What you need to do =>
[a] In the text on Foucault's favorite buzzwords, list every institution named in the parentheses under "The Classical Period".
[b] Translate this sentence from the text on Foucault's favorite buzzwords into Spanish: "Discipline is wielded by any and all institutions backed by state power—and their game is controlling your body and your every move."
[c] Pick up the text on Foucault's favorite buzzwords after its last sentence and keep writing it.

Passage for review =>
....

Michel Foucault's Favorite Buzzwords

Michel Foucault's Favorite Buzzwords

All the stuffiest terms, defined for your Shmooping pleasure.

The Classical Period

This 200-plus year period—from 1660 to the end of the 19th century—is my domain. Why? Because during this era all of these nasty little oppressive institutions (prisons, mad houses, hospitals, schools) sprouted up and started to dictate normal human behavior. Which, by the way, is never a good thing.

Discipline

I'm really into the concept of discipline and disciplinary power. Not necessarily in a bondage sort of way, but that too. Discipline is wielded by any and all institutions backed by state power—and their game is controlling your body and your every move. It started with monasteries and armies and now we have GPS, Facebook, and CCTV. Yikes!

I'm going to explain by way of an example: you know how you aren't allowed to cross the street when you aren't at a crosswalk because you may get a jaywalking ticket? (And because you may get run over by a car, but that's totally irrelevant to my argument.) Well, why is it that when no police are around, you still use the crosswalk? Because you have internalized disciplinary power! You have been told what to do for so long that you now have a little inner policeman. The grand ambition of disciplinary power? To make you obedient. Obey, sheep, obey!

....

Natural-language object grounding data

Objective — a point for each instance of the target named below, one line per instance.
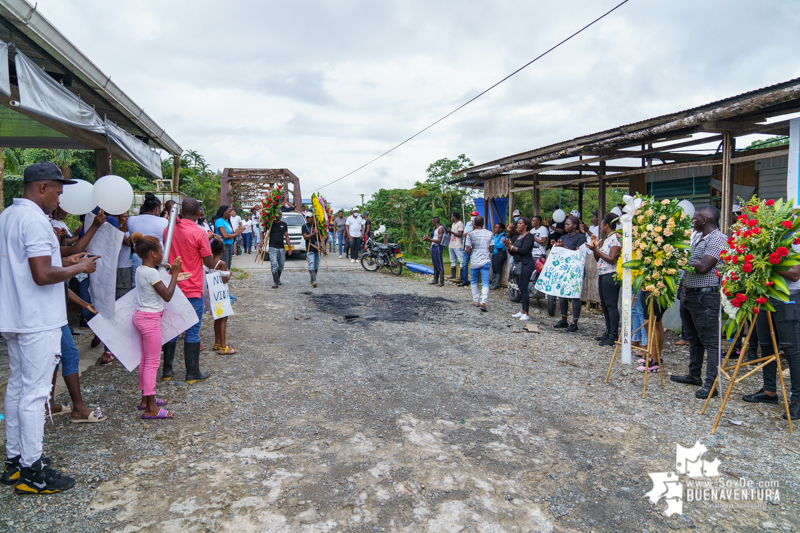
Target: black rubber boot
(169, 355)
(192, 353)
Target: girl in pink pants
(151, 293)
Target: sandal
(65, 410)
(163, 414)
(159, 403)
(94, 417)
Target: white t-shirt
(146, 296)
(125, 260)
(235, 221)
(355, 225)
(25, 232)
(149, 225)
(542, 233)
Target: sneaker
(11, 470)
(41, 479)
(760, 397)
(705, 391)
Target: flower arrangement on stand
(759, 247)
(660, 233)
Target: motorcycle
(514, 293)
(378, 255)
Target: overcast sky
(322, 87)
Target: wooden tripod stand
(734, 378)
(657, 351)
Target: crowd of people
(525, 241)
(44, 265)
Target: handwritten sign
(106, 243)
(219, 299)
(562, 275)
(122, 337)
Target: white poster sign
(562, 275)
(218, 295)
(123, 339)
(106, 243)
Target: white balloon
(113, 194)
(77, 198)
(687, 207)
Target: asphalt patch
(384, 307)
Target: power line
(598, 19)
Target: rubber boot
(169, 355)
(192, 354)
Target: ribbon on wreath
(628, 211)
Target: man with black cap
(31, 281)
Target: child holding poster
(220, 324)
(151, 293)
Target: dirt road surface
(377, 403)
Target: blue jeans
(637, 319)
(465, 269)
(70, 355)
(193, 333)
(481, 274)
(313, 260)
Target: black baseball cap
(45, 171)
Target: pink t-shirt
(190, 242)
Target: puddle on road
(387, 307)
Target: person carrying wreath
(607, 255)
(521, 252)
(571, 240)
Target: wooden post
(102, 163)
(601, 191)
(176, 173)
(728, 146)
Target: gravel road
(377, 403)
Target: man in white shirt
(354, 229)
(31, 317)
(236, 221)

....

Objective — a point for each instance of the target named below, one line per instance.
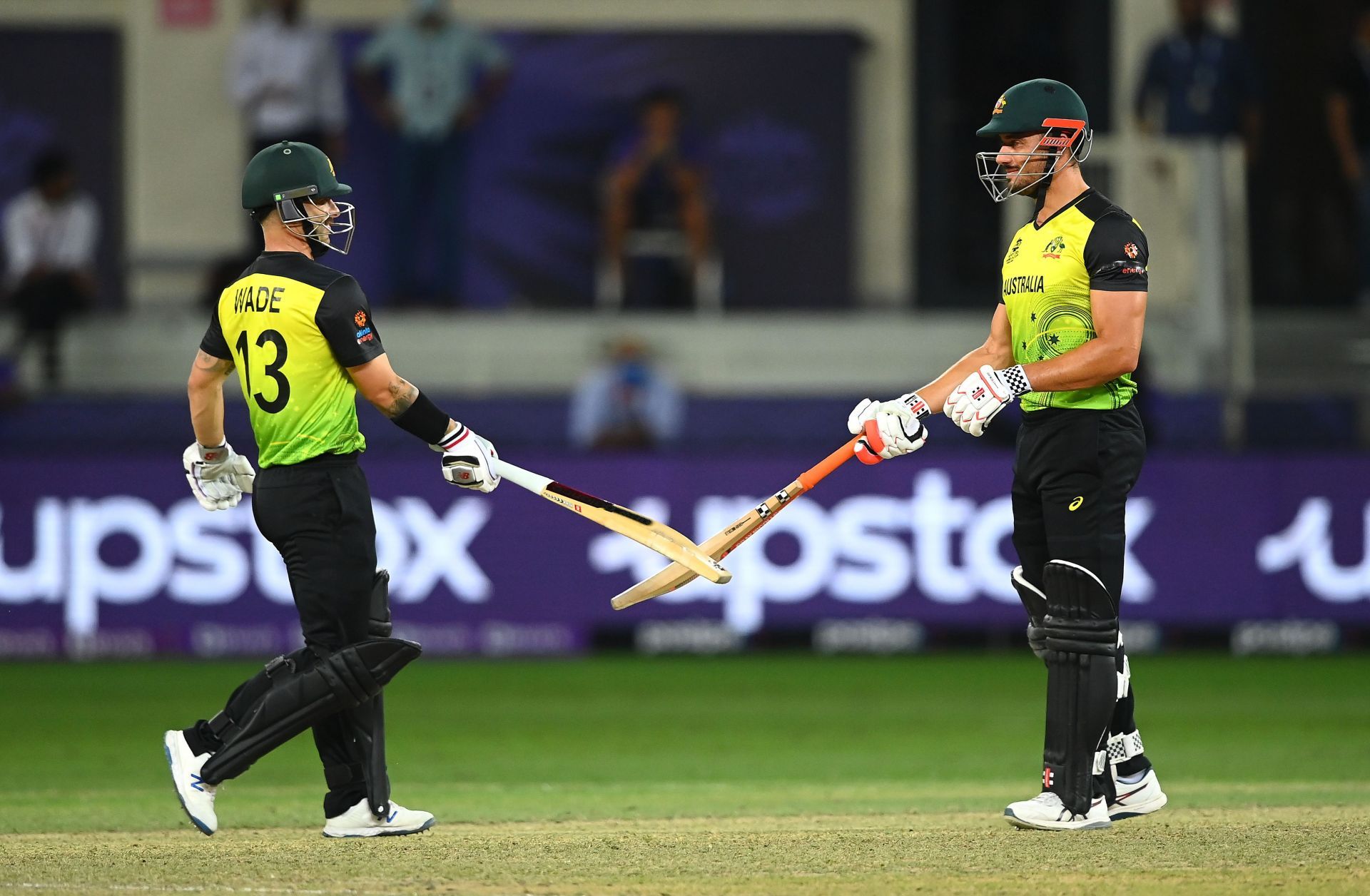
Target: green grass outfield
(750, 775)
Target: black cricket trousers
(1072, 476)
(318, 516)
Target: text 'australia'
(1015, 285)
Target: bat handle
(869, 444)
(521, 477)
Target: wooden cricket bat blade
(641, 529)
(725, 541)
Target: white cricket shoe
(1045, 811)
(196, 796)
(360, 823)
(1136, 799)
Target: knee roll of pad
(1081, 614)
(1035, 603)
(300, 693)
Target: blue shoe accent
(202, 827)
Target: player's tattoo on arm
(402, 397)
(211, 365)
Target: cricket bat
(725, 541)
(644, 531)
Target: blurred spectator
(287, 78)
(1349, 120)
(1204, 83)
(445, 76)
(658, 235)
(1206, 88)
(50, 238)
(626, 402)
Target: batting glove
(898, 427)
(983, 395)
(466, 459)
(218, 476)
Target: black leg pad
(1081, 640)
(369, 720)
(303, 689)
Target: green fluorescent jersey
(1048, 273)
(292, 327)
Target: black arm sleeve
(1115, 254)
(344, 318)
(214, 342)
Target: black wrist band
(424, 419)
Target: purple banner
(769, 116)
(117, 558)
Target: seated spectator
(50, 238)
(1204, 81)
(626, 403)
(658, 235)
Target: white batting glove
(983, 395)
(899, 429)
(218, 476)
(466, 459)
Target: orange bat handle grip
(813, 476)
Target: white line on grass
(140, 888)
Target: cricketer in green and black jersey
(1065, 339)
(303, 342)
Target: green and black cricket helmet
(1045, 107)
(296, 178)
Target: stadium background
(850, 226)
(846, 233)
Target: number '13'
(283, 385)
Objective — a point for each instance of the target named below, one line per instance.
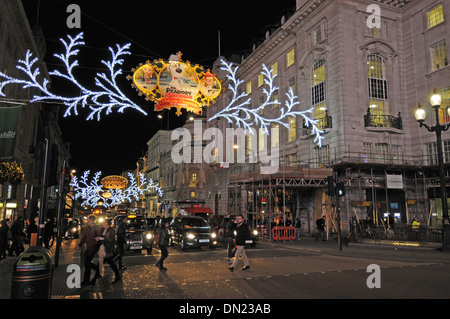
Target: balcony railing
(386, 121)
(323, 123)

....

Task responses =>
[a] prisons, mad houses, hospitals, schools

[b] La disciplina la ejercen todas y cada una de las instituciones respaldadas por el poder del Estado, y su juego consiste en controlar tu cuerpo y cada uno de tus movimientos.

[c]
Discourse

I love this word, but admittedly, it is kind of vague. Lemme give it a shot: discourse is a scheme that embodies all written and spoken examples of communication. And when we talk, we are inevitably wrapped up in discourse. So for example, we can't even talk about getting rid of the prison industrial complex because we have no alternative to it. The prison is the ultimate institution of today's discourse of punishment—punishment and prisons are like besties. Got it?

Foucauldian

So cool to have your name become a catchy term. And I totally did it before Google, by the way. Anyway, "Foucaldian" is a kind of historical inquiry that totally changes how we study "subjectivity, power, knowledge, discourse, history, sexuality, madness, and the penal system" (source). So basically, if you're studying anything big and mean and significant, go ahead and call it Foucauldian. In my humble opinion, at least.

Genealogy

So I borrowed this term from Nietzsche's Genealogy of Morals. Sue me! Do you think Plato was the first one to talk about forms and ideals? (Well, maybe he was, I don't know.) Anyway, I took genealogy and owned it. Genealogy comprises the study of every and all form of knowledge—contradictory, confusing, and complicated as it may be. What's all this work for? To prove once and for all that our thought patterns are modern constructions.

Power

Now before you give me a big, honking "duh," hear me out. After all, I'm really good at defining things in radically unpredictable ways. Okay, here we go. I love rooting out how power manipulates interactions between and among people. Power acts in seemingly inexplicable ways, changing our behavior not through strength or violence (necessarily), but through a sort of mind-melding way.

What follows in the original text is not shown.